_What is expected_.
Start with the first line of the material. Repeat each line exactly through the one that contains "Mark the region of every instance of the woman's".

_Data extract_.
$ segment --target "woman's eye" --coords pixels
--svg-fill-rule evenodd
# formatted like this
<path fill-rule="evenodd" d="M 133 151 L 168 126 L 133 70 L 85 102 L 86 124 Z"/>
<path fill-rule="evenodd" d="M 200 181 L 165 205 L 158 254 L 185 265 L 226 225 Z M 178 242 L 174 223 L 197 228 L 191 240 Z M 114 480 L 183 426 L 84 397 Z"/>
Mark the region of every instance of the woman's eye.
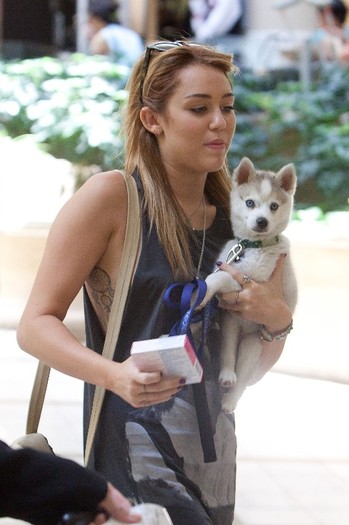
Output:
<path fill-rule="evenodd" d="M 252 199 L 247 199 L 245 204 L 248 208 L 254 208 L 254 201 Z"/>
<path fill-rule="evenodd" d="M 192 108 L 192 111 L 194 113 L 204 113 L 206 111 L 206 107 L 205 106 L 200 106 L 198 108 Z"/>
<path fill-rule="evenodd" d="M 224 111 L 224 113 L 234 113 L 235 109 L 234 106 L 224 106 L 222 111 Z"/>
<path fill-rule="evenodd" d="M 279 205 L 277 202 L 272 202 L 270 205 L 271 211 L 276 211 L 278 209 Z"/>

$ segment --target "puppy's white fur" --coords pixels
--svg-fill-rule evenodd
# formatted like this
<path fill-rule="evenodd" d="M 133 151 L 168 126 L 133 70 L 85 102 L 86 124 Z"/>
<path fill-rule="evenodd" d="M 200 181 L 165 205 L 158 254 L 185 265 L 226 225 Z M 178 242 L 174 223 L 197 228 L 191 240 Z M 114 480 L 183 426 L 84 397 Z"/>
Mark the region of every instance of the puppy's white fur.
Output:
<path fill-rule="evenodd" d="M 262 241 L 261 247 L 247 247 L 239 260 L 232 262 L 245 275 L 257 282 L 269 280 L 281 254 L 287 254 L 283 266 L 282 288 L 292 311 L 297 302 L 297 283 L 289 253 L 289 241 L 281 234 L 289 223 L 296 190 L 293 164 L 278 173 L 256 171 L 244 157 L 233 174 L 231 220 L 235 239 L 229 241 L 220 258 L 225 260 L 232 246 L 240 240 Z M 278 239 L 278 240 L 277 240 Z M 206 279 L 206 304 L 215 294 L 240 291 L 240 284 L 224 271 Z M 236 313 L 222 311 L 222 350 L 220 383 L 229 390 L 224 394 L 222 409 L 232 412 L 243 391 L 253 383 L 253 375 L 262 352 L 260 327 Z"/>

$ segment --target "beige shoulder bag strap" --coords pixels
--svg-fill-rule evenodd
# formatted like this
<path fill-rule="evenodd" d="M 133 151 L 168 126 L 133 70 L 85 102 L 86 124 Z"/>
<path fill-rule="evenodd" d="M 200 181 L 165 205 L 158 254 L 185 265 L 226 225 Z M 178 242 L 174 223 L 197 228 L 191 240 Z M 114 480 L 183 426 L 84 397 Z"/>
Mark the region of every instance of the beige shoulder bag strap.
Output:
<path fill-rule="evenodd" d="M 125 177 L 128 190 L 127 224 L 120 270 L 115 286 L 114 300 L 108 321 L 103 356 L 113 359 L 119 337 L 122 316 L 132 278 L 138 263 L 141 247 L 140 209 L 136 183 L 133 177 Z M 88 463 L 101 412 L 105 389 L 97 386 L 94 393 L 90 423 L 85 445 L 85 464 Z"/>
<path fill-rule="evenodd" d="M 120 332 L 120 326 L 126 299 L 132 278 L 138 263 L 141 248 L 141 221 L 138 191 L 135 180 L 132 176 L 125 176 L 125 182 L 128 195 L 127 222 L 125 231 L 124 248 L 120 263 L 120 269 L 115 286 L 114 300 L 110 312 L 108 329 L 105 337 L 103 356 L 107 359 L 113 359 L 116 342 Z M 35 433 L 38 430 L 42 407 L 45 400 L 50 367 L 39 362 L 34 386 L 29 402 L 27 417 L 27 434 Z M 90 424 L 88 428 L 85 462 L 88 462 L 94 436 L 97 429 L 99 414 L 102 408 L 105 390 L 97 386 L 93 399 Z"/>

_Solution_.
$ segment --target "woman's eye" --coords pixels
--svg-fill-rule evenodd
# formatted like this
<path fill-rule="evenodd" d="M 133 151 L 168 126 L 133 70 L 85 102 L 86 124 Z"/>
<path fill-rule="evenodd" d="M 200 181 L 165 205 L 158 254 L 185 265 L 226 225 Z M 178 242 L 174 223 L 197 228 L 191 240 Z M 114 480 L 183 426 L 84 397 Z"/>
Mark the region of every instance of the woman's eye.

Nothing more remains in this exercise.